__SELECTED EXTRACT__
◆ ◆ ◆ ◆ ◆

Peter Schiff: “Mission Accomplished”

Peter Schiff: “Mission Accomplished”

Mission Accomplished

On May 1, 2003 on the flight deck of the USS Abraham Lincoln then President George W. Bush, after becoming the first U.S. president to land on an aircraft carrier in a fixed wing aircraft (in a dashing olive drab flight suit), declared underneath an enormous “Mission Accomplished” banner that “major combat operations” in Iraq had been concluded, that regime change had been effected, and that America had prevailed in its mission to transform the Middle East. 13 years later, after years of additional combat operations in Iraq, and a Middle East that is spiraling out of control and increasingly disdainful of America’s influence, we look back at the “Mission Accomplished” event as the epitome of false confidence and premature celebration.

 

The image of W on the flight deck comes to mind in much of the reaction to this week’s decision by the Federal Reserve to raise interest rates for the first time in nearly a decade. While many in the media and on Wall Street talked of a “concluded experiment” and the “dawning of a new era,” few realize that we are just as firmly caught in the thickets of failed policy as were Bush, Cheney, and Rumsfeld in the misunderstood quagmire of 2003 Iraq.

◆ ◆ ◆ ◆ ◆

__ENTRIES__
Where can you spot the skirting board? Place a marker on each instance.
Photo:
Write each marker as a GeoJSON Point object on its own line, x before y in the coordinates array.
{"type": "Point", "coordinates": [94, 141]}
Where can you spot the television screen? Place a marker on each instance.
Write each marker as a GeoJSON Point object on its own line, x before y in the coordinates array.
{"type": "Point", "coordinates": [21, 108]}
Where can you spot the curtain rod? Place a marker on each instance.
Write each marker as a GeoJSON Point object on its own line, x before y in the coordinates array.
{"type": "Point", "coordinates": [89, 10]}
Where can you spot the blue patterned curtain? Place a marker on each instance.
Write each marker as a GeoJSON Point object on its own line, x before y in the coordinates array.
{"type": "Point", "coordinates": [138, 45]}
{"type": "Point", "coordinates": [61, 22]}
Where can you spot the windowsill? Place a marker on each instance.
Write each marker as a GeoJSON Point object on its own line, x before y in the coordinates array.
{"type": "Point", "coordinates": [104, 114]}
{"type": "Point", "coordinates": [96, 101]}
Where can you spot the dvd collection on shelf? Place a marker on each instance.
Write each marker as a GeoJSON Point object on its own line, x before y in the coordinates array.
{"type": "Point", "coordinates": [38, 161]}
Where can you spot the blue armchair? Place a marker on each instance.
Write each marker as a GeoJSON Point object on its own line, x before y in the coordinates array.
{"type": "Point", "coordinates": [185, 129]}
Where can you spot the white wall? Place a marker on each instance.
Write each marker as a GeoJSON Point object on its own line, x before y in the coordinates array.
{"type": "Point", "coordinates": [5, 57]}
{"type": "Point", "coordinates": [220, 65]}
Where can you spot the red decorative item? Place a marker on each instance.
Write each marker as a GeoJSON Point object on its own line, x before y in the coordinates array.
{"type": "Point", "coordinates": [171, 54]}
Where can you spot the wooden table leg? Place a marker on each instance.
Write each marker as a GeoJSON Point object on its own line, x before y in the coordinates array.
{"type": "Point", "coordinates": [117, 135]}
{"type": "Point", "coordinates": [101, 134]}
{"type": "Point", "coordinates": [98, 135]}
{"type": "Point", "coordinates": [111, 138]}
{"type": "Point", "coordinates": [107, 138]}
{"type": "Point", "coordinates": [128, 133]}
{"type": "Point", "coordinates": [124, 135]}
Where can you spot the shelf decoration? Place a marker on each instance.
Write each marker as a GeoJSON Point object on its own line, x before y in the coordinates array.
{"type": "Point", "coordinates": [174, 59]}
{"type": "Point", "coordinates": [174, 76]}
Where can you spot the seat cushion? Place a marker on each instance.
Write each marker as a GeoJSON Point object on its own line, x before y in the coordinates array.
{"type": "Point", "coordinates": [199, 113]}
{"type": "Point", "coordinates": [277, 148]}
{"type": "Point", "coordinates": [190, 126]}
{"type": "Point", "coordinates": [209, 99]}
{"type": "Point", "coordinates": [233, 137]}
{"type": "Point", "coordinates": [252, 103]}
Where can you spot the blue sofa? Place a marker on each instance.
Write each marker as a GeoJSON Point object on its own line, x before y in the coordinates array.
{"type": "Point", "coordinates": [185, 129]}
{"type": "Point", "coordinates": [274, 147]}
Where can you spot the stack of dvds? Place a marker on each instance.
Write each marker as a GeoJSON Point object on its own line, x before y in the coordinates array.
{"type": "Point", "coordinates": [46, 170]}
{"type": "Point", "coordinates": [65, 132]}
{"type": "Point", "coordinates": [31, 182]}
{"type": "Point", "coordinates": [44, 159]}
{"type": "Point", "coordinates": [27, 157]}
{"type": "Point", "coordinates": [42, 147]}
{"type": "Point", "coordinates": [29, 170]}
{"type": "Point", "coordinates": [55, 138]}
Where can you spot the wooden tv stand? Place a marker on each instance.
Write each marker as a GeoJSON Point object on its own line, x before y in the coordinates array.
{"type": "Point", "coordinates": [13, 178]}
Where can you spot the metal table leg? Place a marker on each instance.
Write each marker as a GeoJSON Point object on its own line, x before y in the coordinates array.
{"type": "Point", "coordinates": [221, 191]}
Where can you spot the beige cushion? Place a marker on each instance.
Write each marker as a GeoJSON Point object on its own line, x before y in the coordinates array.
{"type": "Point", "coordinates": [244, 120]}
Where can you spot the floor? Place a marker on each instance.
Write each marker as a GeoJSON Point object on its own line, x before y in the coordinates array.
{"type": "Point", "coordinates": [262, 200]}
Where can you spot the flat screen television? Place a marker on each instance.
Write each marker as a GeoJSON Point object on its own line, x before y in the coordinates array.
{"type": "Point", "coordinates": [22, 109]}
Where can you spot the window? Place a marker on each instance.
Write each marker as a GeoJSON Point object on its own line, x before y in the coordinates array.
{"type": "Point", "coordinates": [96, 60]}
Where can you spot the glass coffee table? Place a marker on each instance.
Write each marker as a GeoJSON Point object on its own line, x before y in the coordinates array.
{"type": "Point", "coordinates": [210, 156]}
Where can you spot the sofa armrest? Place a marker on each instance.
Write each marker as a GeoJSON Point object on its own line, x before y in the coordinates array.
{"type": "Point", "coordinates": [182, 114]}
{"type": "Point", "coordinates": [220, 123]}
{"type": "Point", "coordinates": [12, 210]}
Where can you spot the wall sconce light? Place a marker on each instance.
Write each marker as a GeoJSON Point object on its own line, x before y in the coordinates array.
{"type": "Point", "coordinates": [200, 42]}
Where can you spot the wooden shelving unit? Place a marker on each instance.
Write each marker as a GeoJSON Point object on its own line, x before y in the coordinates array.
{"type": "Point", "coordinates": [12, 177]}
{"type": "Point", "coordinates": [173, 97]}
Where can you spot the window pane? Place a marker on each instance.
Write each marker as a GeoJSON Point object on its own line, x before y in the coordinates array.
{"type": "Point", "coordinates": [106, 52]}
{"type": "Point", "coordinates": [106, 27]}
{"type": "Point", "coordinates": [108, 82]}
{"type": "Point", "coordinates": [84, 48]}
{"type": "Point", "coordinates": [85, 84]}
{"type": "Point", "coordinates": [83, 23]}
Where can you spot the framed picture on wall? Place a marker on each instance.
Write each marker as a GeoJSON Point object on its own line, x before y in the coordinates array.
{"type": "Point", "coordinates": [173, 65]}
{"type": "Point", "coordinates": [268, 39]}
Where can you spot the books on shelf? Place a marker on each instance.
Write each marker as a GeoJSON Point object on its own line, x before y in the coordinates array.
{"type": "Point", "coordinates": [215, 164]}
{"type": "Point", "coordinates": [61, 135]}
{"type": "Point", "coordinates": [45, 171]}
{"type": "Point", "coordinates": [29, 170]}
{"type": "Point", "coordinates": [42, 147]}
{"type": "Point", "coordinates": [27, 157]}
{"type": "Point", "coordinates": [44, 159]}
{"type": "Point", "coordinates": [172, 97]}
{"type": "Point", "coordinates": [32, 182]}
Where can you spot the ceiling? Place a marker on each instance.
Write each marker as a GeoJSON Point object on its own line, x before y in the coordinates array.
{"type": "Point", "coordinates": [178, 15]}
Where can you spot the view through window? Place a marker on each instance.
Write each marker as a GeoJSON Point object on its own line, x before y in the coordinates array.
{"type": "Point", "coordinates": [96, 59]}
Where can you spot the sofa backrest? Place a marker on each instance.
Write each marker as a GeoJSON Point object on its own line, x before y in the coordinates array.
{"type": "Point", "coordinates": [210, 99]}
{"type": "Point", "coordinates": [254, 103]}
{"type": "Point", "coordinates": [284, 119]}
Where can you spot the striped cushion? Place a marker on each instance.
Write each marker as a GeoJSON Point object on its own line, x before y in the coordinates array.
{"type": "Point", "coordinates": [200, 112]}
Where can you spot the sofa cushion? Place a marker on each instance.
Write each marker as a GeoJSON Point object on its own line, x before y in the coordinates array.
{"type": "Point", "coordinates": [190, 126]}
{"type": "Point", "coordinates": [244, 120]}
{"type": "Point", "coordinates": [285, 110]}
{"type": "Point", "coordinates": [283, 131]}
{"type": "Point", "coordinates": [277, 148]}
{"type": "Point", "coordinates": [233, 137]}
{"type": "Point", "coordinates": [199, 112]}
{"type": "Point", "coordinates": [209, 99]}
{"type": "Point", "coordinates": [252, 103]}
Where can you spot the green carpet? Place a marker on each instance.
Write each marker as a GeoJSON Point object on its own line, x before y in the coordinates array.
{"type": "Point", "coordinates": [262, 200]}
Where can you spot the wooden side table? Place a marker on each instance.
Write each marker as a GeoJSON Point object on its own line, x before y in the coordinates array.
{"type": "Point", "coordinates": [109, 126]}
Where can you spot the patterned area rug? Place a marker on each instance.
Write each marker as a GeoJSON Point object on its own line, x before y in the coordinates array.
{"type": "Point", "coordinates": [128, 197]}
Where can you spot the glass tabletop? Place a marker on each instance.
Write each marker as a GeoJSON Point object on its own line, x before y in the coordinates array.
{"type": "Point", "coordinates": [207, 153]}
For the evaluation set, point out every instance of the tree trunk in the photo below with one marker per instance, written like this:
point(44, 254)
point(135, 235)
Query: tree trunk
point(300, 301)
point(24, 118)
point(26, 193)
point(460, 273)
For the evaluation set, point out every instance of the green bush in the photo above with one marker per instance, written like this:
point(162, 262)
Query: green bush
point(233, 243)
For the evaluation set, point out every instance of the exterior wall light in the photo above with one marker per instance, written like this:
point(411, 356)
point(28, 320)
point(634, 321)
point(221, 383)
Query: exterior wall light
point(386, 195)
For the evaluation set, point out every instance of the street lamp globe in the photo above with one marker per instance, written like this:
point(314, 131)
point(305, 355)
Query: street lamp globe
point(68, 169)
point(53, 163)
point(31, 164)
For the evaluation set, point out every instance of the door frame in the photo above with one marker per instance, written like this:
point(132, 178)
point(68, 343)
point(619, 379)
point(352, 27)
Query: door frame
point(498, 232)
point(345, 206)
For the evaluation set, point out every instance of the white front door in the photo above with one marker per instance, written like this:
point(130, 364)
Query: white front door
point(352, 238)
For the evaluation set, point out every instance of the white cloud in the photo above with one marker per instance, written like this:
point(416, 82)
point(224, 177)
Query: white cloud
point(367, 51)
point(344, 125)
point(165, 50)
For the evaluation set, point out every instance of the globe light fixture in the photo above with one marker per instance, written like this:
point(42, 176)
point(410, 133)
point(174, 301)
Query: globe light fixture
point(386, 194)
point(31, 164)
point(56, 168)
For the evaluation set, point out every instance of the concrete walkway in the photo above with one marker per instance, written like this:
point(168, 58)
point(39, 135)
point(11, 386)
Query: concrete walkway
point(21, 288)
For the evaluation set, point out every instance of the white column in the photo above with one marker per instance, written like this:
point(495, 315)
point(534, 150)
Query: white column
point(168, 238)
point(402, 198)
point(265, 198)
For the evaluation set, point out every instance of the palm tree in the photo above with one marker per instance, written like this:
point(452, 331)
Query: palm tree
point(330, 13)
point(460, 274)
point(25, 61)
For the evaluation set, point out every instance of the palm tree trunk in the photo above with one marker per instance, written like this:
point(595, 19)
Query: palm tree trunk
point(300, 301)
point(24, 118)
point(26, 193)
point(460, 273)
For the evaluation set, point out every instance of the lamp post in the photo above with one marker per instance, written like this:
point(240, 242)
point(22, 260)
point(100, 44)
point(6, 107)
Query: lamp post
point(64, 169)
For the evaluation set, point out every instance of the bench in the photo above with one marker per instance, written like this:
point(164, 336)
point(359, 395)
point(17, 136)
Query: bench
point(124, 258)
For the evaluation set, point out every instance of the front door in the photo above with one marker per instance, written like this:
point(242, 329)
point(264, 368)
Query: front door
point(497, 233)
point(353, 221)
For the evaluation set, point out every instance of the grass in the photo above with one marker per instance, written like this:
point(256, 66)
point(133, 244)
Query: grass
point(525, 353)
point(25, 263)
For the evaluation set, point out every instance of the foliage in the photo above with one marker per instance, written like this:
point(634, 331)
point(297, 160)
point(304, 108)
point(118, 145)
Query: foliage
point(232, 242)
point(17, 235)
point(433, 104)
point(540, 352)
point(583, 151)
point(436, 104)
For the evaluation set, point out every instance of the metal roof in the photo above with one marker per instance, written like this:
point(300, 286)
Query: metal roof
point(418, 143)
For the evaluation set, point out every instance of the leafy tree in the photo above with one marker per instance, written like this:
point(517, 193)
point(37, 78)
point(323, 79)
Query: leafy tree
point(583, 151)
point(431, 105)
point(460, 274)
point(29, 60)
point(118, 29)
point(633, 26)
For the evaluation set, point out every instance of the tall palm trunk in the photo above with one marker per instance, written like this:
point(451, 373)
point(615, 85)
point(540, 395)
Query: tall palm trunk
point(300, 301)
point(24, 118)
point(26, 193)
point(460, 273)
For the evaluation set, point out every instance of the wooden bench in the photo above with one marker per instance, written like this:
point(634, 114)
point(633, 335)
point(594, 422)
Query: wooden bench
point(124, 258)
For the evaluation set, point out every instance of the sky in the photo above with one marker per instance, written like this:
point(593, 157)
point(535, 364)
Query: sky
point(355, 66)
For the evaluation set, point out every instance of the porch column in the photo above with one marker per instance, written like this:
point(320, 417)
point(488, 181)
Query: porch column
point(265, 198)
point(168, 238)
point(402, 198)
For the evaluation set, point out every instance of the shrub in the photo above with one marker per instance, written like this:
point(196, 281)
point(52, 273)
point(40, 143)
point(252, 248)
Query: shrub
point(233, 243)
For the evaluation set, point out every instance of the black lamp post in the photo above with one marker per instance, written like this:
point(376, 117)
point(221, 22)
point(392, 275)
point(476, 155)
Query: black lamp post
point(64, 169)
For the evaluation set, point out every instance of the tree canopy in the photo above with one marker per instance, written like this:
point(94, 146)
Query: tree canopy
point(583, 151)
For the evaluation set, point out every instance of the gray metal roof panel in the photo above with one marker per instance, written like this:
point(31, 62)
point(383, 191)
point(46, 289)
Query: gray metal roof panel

◆ ◆ ◆ ◆ ◆

__TASKS__
a – According to the excerpt, on which ship did the "Mission Accomplished" declaration take place?
b – Retype the excerpt from "The image of" up to and including "of 2003 Iraq.".
The records above come from a separate source and are unrelated to the excerpt.

__PER-TASK OUTPUTS__
a – The USS Abraham Lincoln.

b –
The image of W on the flight deck comes to mind in much of the reaction to this week’s decision by the Federal Reserve to raise interest rates for the first time in nearly a decade. While many in the media and on Wall Street talked of a “concluded experiment” and the “dawning of a new era,” few realize that we are just as firmly caught in the thickets of failed policy as were Bush, Cheney, and Rumsfeld in the misunderstood quagmire of 2003 Iraq.